#### [Task instructions]
Please reproduce the entries verbatim, beginning with the line containing "The client has asked us to locate the snow" and ending with the line containing "[536,252,564,278]", both lines included.

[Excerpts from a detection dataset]
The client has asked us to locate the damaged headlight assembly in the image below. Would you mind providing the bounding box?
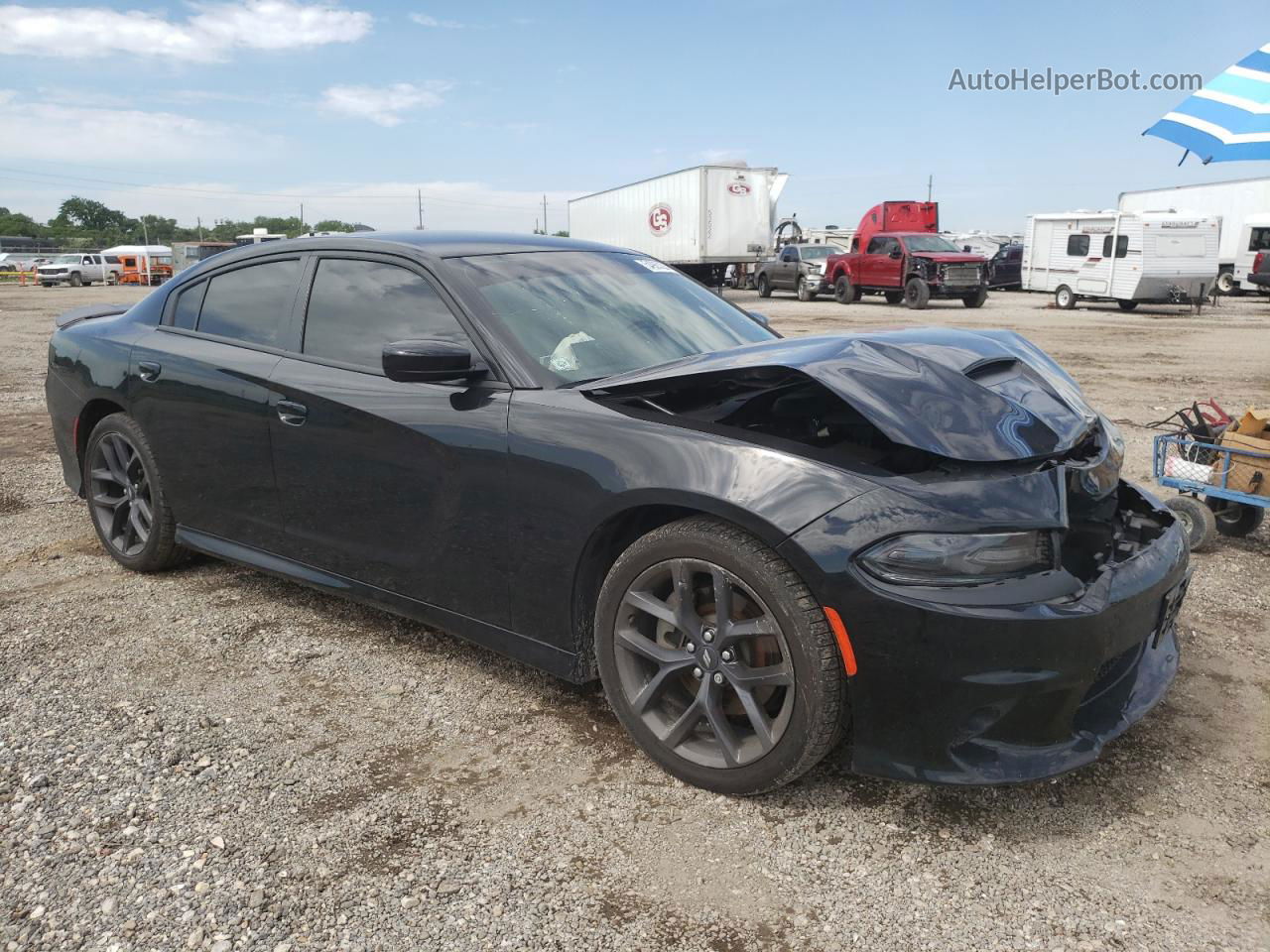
[858,531,1057,586]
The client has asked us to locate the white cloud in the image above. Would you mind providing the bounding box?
[322,81,449,126]
[0,90,281,167]
[410,13,463,29]
[0,0,372,62]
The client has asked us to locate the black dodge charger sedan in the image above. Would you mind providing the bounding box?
[47,232,1188,794]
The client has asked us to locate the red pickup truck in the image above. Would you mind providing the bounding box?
[825,202,988,308]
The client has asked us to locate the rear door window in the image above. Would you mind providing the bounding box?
[196,258,300,346]
[304,258,471,371]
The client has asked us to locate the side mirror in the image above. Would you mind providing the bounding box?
[384,340,489,384]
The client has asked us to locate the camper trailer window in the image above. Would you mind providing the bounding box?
[1102,235,1129,258]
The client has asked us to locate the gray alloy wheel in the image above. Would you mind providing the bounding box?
[87,432,154,557]
[615,558,794,768]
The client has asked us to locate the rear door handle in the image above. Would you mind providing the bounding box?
[277,400,309,426]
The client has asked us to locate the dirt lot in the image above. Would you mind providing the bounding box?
[0,287,1270,952]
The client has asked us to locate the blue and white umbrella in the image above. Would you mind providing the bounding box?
[1142,44,1270,165]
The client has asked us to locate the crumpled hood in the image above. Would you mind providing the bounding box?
[580,327,1097,462]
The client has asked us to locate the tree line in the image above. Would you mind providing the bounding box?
[0,195,368,249]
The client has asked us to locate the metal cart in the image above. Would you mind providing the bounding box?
[1152,434,1270,551]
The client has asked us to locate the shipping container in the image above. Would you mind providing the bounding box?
[1120,178,1270,295]
[569,165,789,285]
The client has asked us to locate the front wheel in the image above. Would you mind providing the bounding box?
[904,278,931,311]
[83,414,186,572]
[595,517,845,796]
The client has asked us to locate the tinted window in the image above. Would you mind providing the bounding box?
[172,281,207,330]
[1102,235,1129,258]
[1067,235,1089,258]
[305,258,471,369]
[198,259,300,346]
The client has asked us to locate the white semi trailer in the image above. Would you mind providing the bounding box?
[1120,178,1270,295]
[569,165,789,287]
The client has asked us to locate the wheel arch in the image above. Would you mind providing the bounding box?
[571,494,788,683]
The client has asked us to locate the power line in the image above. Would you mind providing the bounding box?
[0,167,556,210]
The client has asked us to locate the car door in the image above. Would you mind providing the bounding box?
[128,255,304,552]
[269,251,511,625]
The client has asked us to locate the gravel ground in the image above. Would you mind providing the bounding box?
[0,287,1270,952]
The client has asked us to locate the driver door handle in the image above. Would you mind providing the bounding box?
[277,400,309,426]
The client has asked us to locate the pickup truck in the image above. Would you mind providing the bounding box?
[826,231,988,308]
[36,253,123,289]
[754,242,840,300]
[825,202,988,308]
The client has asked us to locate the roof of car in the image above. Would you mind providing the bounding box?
[278,231,623,258]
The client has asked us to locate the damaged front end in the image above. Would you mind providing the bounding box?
[589,330,1188,783]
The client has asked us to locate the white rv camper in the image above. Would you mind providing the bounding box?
[1022,210,1220,311]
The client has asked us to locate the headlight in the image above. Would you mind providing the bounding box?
[860,532,1056,585]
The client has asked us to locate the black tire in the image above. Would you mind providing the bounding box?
[595,517,847,796]
[833,274,860,304]
[1165,496,1216,552]
[904,278,931,311]
[82,414,187,572]
[1204,496,1266,538]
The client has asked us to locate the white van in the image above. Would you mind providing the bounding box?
[1234,214,1270,294]
[1022,210,1220,311]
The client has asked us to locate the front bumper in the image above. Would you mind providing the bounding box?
[786,479,1188,784]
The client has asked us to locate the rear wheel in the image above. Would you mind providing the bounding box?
[1204,496,1266,538]
[595,517,845,796]
[1165,496,1216,552]
[83,414,186,572]
[904,278,931,311]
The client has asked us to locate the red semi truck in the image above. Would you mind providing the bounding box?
[825,202,988,308]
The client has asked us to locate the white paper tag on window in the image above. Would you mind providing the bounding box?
[635,258,675,274]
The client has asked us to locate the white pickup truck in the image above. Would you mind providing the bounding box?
[36,254,123,289]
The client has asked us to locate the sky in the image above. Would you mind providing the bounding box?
[0,0,1270,232]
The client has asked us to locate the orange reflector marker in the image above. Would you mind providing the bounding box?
[825,608,856,678]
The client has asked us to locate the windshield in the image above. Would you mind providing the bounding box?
[449,251,775,386]
[904,235,961,253]
[798,245,842,262]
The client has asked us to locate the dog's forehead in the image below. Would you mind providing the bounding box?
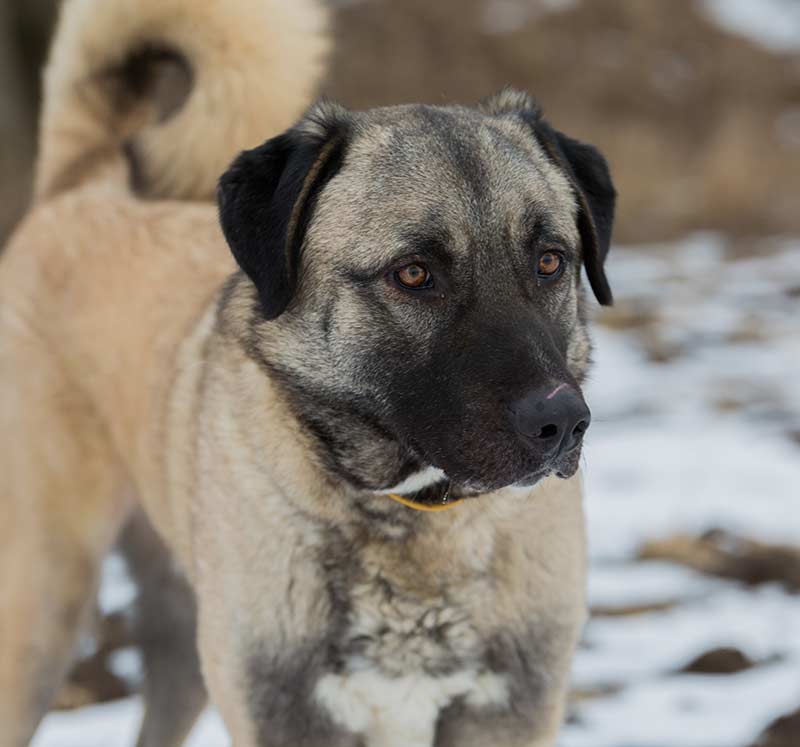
[310,106,576,260]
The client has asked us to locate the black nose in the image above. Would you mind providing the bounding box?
[511,383,592,456]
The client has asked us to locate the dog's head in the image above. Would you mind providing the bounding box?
[219,90,615,491]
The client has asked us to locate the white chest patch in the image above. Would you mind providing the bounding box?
[314,670,508,747]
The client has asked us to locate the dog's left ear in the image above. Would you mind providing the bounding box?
[217,101,350,319]
[480,88,617,306]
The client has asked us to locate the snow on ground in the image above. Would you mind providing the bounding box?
[701,0,800,52]
[34,235,800,747]
[562,235,800,747]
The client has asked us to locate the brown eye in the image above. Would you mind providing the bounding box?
[394,263,433,290]
[536,252,564,278]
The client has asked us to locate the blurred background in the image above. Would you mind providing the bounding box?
[6,0,800,747]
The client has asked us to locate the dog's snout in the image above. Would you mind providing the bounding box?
[511,383,592,456]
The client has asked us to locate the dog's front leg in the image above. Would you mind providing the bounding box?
[0,366,130,747]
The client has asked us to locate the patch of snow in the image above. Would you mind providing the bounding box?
[33,234,800,747]
[700,0,800,52]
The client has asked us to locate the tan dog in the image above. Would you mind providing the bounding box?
[0,0,614,747]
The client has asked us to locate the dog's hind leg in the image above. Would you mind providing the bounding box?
[120,512,207,747]
[0,348,130,747]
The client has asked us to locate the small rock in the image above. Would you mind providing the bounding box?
[680,647,756,674]
[752,708,800,747]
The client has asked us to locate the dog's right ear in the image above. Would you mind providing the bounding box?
[217,101,350,319]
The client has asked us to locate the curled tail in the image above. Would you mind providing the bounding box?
[36,0,328,199]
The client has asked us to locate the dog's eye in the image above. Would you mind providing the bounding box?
[394,262,433,290]
[536,252,564,280]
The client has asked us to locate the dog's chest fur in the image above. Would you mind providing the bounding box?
[313,524,509,747]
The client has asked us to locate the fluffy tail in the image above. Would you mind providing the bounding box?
[36,0,328,199]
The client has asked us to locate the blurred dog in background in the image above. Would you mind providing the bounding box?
[0,0,615,747]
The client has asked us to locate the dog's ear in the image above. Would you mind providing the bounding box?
[480,88,617,306]
[217,101,350,319]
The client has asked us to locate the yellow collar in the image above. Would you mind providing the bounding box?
[386,484,464,511]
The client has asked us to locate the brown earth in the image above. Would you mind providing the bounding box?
[0,0,800,242]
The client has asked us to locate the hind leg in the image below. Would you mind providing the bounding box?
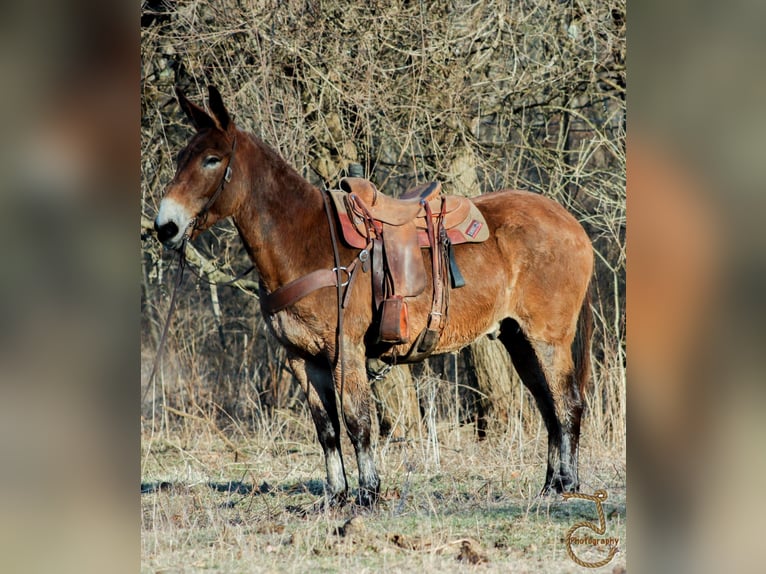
[288,357,348,505]
[500,319,583,494]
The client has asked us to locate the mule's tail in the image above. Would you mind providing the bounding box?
[572,284,593,400]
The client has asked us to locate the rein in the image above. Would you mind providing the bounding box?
[146,133,250,402]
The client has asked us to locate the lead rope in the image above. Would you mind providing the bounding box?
[141,239,186,403]
[322,190,351,430]
[141,133,238,403]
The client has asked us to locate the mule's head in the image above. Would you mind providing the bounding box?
[154,86,236,247]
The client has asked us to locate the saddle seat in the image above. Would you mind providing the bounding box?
[333,177,489,240]
[340,177,441,225]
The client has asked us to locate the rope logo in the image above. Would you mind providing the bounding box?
[562,490,619,568]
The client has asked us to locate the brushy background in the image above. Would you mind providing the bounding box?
[141,1,626,444]
[0,0,766,572]
[141,1,627,571]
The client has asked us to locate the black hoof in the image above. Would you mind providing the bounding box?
[356,489,380,508]
[540,476,580,496]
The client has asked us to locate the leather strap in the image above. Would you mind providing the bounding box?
[261,269,338,314]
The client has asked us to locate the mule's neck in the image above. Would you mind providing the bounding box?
[232,131,333,292]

#### [Written response]
The client has asked us to locate the snow on ground in the image above. Would you mind providing the bounding box?
[701,0,800,52]
[34,235,800,747]
[562,235,800,747]
The client has asked us to locate the brown eye in the image above. Would you mind providing the bounding box?
[394,263,433,290]
[536,252,564,278]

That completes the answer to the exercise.